▶ [Given exercise 1]: Extract the passage of the text on Rawls and justice from "Now: Kip asks" to "in any case.".
▶ [Given exercise 2]: In the text on Rawls and justice, which form of inference does the writer say no one takes to remove the possibility of error?

▶ [Text excerpt]:
▬▬▬▬▬▬▬▬▬▬

Now: Kip asks whether I take my opponents to be wrong about concepts or inferences. There are, of course, people on both sides who I think have made mistakes of both kinds (I name no names ;) ) But the interesting mistake, I think, is the one I just discussed: thinking that it is impossible that any future argument will succeed where (assuming this for the sake of argument) all the existing ones have failed. This is not a mistake about concepts, but it's not obviously a mistake about inferences either -- at any rate, the 'mistake' would involve a mistake using a form of inference (induction) that no one takes to remove the possibility of error in any case.

Omitting the possibility of this sort of mistake is, I think, where Kip and I differ. And it's why I brought in Rawls to begin with. The topic of justice had been gone over pretty thoroughly when Rawls came along. Intuitions seemed to differ, and those differences seemed pretty intractable. I honestly think that had Rawls accepted, say, Richard Double's philosophical views, he would have concluded: darn, I guess people's views about justice are internally inconsistent, so there's no such thing as justice anyways. Time to move on to the next problem.

▬▬▬▬▬▬▬▬▬▬

▶ [Data shown]:
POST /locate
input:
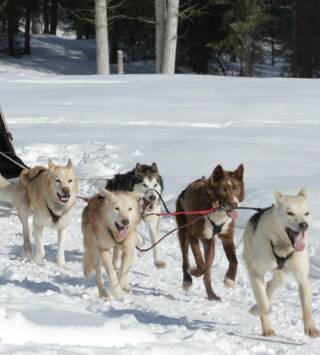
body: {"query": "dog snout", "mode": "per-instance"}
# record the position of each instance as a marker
(234, 204)
(303, 226)
(66, 190)
(125, 222)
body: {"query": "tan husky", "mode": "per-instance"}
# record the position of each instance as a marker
(110, 220)
(50, 195)
(276, 240)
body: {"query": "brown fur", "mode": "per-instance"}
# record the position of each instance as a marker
(226, 188)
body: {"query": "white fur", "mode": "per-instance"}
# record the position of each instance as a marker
(153, 222)
(259, 257)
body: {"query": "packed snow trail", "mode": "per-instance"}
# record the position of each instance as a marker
(107, 128)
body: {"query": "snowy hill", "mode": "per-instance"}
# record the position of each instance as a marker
(187, 124)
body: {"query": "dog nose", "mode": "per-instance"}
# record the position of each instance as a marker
(303, 226)
(234, 205)
(125, 222)
(152, 197)
(66, 190)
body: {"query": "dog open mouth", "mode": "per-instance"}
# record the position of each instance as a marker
(296, 238)
(63, 198)
(122, 230)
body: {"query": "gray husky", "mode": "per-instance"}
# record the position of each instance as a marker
(144, 179)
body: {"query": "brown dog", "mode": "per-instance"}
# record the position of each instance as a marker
(222, 188)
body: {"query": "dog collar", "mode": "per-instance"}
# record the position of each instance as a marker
(113, 237)
(281, 260)
(216, 228)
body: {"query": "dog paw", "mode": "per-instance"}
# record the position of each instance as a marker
(312, 332)
(186, 285)
(268, 332)
(160, 264)
(257, 311)
(126, 287)
(228, 282)
(103, 294)
(117, 293)
(214, 297)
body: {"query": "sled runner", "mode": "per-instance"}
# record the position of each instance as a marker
(8, 168)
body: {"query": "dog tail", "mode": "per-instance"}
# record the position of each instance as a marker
(3, 182)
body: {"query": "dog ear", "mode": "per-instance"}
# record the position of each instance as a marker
(51, 166)
(69, 164)
(105, 193)
(138, 169)
(279, 196)
(218, 173)
(238, 173)
(303, 193)
(154, 167)
(137, 195)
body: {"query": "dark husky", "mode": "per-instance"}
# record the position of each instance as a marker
(144, 179)
(222, 188)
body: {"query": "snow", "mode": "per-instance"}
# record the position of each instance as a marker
(187, 124)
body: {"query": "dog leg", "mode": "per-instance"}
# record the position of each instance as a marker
(127, 258)
(306, 303)
(230, 251)
(102, 291)
(37, 233)
(153, 223)
(263, 306)
(201, 265)
(113, 277)
(117, 257)
(267, 329)
(276, 281)
(209, 251)
(23, 214)
(62, 233)
(184, 245)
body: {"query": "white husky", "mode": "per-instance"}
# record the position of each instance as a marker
(276, 240)
(49, 194)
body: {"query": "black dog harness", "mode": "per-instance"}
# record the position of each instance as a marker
(281, 260)
(55, 218)
(216, 228)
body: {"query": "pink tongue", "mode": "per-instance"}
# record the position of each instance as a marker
(234, 214)
(123, 232)
(298, 243)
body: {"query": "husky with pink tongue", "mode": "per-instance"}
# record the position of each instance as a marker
(275, 240)
(109, 224)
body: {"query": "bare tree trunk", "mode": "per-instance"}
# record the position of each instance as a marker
(27, 27)
(37, 22)
(53, 17)
(120, 62)
(102, 51)
(11, 27)
(46, 16)
(160, 15)
(170, 40)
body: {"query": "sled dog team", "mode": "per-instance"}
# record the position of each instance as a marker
(275, 239)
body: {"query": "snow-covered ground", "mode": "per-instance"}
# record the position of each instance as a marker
(187, 124)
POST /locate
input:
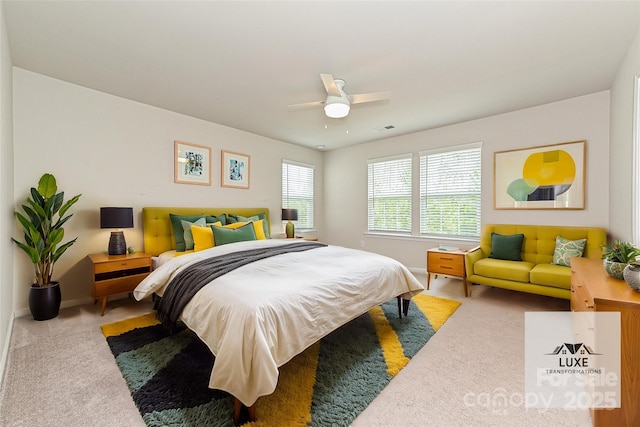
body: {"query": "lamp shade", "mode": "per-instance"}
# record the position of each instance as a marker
(290, 214)
(116, 217)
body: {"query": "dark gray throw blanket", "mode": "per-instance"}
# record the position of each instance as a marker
(193, 278)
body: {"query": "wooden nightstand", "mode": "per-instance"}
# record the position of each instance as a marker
(447, 263)
(118, 274)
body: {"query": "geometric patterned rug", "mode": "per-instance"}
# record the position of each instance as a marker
(328, 384)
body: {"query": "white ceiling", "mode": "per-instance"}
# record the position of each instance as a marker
(240, 64)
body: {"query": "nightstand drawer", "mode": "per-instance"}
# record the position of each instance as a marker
(117, 286)
(118, 274)
(439, 263)
(118, 265)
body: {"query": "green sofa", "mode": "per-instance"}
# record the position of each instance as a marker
(535, 273)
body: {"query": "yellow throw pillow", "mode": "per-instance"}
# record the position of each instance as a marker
(257, 226)
(203, 237)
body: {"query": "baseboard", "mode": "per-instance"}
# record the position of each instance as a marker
(418, 270)
(65, 304)
(5, 351)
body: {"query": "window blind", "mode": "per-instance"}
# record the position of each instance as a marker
(389, 194)
(450, 192)
(297, 192)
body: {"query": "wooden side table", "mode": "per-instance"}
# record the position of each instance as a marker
(447, 263)
(118, 274)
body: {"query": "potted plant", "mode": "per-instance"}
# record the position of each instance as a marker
(44, 216)
(616, 255)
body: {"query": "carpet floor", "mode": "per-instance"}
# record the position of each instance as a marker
(61, 373)
(328, 384)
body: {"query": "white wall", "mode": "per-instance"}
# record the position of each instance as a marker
(6, 192)
(585, 117)
(118, 152)
(620, 162)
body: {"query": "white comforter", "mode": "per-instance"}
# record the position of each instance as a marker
(257, 317)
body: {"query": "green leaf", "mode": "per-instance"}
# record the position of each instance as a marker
(58, 253)
(47, 186)
(69, 203)
(32, 253)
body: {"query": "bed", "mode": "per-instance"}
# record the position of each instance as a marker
(257, 317)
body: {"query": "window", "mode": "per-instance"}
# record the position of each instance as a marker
(450, 191)
(390, 194)
(297, 192)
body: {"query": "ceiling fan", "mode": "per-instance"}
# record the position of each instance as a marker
(338, 103)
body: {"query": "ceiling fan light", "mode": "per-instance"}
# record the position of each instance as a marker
(336, 109)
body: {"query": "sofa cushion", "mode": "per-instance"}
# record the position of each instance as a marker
(506, 247)
(557, 276)
(517, 271)
(565, 249)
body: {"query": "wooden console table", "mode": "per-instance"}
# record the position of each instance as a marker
(592, 289)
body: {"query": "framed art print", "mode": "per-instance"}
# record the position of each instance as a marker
(543, 177)
(235, 170)
(192, 164)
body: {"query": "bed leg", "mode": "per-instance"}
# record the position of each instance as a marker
(243, 414)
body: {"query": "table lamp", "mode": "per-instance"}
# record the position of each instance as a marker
(290, 215)
(116, 218)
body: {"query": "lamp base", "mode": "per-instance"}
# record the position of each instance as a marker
(117, 244)
(289, 230)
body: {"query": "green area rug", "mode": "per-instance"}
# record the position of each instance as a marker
(328, 384)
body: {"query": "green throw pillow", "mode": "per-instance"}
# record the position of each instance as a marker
(223, 236)
(178, 231)
(188, 235)
(566, 248)
(506, 247)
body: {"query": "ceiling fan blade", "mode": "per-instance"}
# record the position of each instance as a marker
(369, 97)
(306, 105)
(330, 85)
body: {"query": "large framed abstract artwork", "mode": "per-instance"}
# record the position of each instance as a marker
(235, 170)
(192, 163)
(543, 177)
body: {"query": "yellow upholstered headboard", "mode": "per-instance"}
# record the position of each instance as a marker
(158, 233)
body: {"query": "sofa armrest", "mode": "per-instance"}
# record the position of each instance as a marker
(471, 257)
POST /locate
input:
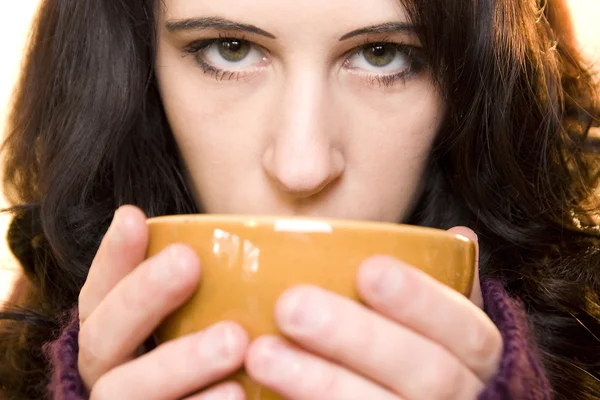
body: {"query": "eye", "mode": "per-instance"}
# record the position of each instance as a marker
(384, 58)
(230, 54)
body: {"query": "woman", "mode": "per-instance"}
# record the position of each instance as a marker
(437, 113)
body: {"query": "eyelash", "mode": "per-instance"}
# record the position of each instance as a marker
(416, 59)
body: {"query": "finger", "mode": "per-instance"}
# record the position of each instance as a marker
(475, 296)
(419, 302)
(297, 375)
(392, 355)
(122, 249)
(131, 312)
(177, 368)
(223, 391)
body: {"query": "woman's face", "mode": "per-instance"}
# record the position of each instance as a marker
(317, 107)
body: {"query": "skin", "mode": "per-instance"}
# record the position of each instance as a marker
(301, 124)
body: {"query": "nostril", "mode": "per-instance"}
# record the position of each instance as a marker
(303, 177)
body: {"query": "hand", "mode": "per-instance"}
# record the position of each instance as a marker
(123, 301)
(415, 339)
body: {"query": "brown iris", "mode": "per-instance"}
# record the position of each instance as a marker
(233, 50)
(380, 54)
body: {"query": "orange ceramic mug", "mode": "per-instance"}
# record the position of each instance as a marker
(248, 262)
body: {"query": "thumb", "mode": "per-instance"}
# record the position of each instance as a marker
(476, 296)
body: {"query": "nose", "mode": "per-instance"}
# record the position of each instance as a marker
(301, 158)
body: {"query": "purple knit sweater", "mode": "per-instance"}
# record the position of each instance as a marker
(521, 376)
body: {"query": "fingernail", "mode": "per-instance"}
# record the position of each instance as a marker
(386, 280)
(218, 345)
(226, 392)
(115, 230)
(304, 312)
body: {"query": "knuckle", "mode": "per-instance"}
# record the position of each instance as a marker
(485, 348)
(91, 357)
(326, 384)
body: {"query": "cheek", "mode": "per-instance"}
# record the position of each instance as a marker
(392, 139)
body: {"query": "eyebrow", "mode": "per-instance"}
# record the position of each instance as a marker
(192, 24)
(217, 23)
(388, 27)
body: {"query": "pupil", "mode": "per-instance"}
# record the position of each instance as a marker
(379, 50)
(234, 46)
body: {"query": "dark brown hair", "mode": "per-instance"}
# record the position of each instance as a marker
(513, 160)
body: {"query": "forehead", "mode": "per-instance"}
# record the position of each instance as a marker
(279, 15)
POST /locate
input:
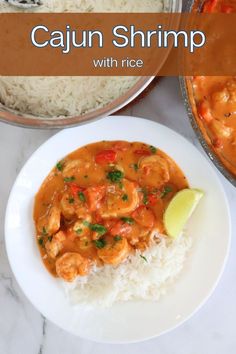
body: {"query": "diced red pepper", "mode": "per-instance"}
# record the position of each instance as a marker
(143, 152)
(210, 6)
(105, 156)
(121, 146)
(94, 195)
(152, 199)
(227, 9)
(74, 188)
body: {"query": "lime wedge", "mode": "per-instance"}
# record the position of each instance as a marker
(180, 209)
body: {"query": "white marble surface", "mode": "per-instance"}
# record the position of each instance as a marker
(24, 331)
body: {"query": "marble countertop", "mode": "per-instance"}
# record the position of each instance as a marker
(22, 328)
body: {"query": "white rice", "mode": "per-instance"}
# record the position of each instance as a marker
(135, 279)
(70, 96)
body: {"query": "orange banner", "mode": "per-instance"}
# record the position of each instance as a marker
(117, 44)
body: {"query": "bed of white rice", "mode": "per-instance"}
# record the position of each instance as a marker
(137, 278)
(70, 96)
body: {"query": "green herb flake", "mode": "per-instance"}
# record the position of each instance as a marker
(144, 258)
(69, 179)
(153, 149)
(166, 191)
(100, 229)
(59, 166)
(101, 243)
(81, 196)
(120, 185)
(41, 241)
(128, 220)
(117, 238)
(115, 176)
(125, 197)
(44, 231)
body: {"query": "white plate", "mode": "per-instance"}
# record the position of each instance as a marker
(132, 321)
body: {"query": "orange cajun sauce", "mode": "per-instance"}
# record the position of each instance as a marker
(102, 202)
(215, 97)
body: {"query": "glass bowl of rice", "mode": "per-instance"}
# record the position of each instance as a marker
(59, 102)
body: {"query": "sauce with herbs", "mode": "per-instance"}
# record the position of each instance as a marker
(215, 98)
(102, 202)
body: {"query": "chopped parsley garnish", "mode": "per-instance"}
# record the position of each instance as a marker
(153, 149)
(117, 238)
(166, 191)
(125, 197)
(79, 231)
(40, 241)
(120, 185)
(115, 176)
(59, 166)
(86, 223)
(81, 196)
(128, 220)
(101, 243)
(71, 200)
(144, 258)
(100, 229)
(69, 179)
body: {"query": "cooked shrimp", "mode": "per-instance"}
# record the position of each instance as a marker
(114, 251)
(67, 208)
(81, 229)
(54, 246)
(71, 168)
(72, 264)
(120, 201)
(50, 223)
(155, 170)
(219, 129)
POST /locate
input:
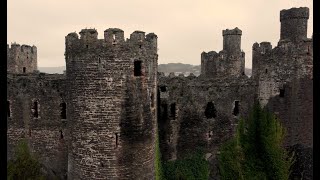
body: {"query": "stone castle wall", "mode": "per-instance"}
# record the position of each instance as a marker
(111, 97)
(21, 59)
(114, 101)
(35, 113)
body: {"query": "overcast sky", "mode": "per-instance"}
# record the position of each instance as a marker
(185, 28)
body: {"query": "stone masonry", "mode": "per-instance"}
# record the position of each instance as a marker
(100, 119)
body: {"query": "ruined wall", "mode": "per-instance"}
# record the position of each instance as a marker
(285, 83)
(194, 123)
(111, 96)
(228, 62)
(21, 59)
(41, 124)
(294, 23)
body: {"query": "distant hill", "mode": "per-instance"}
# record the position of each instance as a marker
(177, 68)
(186, 69)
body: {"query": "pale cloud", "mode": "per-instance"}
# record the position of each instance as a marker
(185, 28)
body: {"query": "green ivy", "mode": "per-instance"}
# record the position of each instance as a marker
(256, 151)
(24, 166)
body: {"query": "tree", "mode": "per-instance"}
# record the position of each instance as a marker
(24, 166)
(256, 151)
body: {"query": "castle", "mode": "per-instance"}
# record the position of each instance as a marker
(100, 119)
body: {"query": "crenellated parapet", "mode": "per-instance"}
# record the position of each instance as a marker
(294, 24)
(113, 40)
(21, 59)
(228, 62)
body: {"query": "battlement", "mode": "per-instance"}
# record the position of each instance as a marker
(294, 13)
(235, 31)
(22, 48)
(113, 37)
(294, 24)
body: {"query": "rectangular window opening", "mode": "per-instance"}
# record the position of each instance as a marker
(281, 93)
(210, 111)
(8, 109)
(35, 109)
(117, 139)
(173, 110)
(137, 68)
(236, 108)
(63, 112)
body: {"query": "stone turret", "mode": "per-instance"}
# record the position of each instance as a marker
(294, 24)
(21, 59)
(232, 40)
(111, 104)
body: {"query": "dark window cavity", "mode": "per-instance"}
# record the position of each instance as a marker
(173, 110)
(210, 111)
(281, 93)
(236, 108)
(152, 100)
(63, 112)
(35, 109)
(137, 68)
(163, 88)
(61, 134)
(8, 109)
(117, 139)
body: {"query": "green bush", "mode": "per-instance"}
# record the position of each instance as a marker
(193, 167)
(256, 152)
(158, 163)
(24, 166)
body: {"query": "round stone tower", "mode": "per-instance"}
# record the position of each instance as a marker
(294, 23)
(111, 105)
(232, 41)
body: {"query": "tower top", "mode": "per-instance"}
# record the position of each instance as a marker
(235, 31)
(294, 13)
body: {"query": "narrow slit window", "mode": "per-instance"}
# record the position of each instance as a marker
(8, 109)
(152, 99)
(61, 134)
(35, 109)
(163, 88)
(210, 111)
(137, 68)
(281, 93)
(117, 139)
(165, 111)
(173, 110)
(63, 112)
(236, 108)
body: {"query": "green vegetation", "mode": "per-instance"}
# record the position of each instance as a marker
(255, 152)
(158, 163)
(24, 166)
(193, 167)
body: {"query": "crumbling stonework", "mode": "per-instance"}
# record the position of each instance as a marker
(21, 59)
(229, 61)
(99, 120)
(111, 96)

▬▬▬▬▬▬▬▬▬▬

▶ [Worked solution 1]:
Now: Kip asks whether I take my opponents to be wrong about concepts or inferences. There are, of course, people on both sides who I think have made mistakes of both kinds (I name no names ;) ) But the interesting mistake, I think, is the one I just discussed: thinking that it is impossible that any future argument will succeed where (assuming this for the sake of argument) all the existing ones have failed. This is not a mistake about concepts, but it's not obviously a mistake about inferences either -- at any rate, the 'mistake' would involve a mistake using a form of inference (induction) that no one takes to remove the possibility of error in any case.

▶ [Worked solution 2]: Induction.